**INPUT ROWS**
#####

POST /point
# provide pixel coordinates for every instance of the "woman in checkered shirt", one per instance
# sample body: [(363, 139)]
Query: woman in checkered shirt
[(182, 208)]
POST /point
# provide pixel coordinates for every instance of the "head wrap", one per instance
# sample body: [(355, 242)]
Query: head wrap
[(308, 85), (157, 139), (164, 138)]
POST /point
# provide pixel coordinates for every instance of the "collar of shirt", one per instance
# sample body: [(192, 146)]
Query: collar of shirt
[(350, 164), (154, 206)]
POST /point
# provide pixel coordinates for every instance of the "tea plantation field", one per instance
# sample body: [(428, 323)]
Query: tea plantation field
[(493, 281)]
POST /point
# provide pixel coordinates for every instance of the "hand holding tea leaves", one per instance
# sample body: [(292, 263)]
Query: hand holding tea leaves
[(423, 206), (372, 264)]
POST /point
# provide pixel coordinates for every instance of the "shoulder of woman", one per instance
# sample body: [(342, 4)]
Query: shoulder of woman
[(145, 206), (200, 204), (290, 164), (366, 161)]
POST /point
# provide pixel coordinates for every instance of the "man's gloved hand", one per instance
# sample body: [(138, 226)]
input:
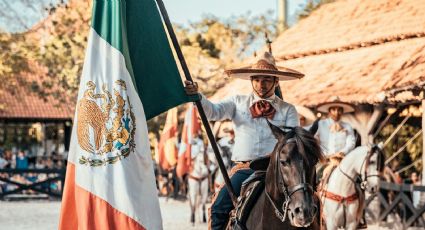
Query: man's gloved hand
[(191, 88)]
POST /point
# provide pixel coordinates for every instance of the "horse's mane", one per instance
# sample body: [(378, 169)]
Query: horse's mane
[(307, 145)]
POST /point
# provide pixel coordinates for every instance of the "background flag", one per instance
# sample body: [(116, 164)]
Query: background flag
[(191, 126), (129, 75)]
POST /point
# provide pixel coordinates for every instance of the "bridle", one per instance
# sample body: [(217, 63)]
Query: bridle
[(287, 191)]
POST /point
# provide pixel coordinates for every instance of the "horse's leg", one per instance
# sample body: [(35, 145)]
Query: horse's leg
[(204, 197)]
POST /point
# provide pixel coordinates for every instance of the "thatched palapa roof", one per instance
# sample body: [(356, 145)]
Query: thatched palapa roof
[(359, 50)]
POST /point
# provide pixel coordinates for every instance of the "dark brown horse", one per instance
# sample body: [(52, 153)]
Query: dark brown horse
[(288, 200)]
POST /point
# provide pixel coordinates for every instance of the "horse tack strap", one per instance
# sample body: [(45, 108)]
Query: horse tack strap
[(340, 199), (239, 166)]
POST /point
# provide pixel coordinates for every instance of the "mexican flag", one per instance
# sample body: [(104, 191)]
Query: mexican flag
[(129, 76)]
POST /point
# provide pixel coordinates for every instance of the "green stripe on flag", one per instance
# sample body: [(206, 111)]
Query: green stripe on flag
[(135, 28)]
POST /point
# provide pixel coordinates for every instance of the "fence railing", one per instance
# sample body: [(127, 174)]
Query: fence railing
[(31, 181)]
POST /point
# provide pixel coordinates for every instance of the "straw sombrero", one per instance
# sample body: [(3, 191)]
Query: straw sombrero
[(265, 65), (336, 102)]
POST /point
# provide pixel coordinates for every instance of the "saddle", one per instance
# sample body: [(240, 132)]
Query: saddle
[(251, 190)]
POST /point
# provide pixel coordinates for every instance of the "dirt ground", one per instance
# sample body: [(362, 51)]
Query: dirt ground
[(44, 215)]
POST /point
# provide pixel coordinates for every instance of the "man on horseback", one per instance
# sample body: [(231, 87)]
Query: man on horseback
[(335, 136), (249, 114)]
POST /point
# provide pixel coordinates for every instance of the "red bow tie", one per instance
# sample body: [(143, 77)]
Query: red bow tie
[(262, 108)]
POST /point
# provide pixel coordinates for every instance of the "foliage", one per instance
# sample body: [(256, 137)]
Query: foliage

#####

**TASK GOAL**
Which lines in the records above contain the string "mane"? Filter them out and copy each one.

**ANSWER TO THE PROBLEM**
# provide pixel coordinates for every instance of the "horse's mane", one per instance
Query: horse's mane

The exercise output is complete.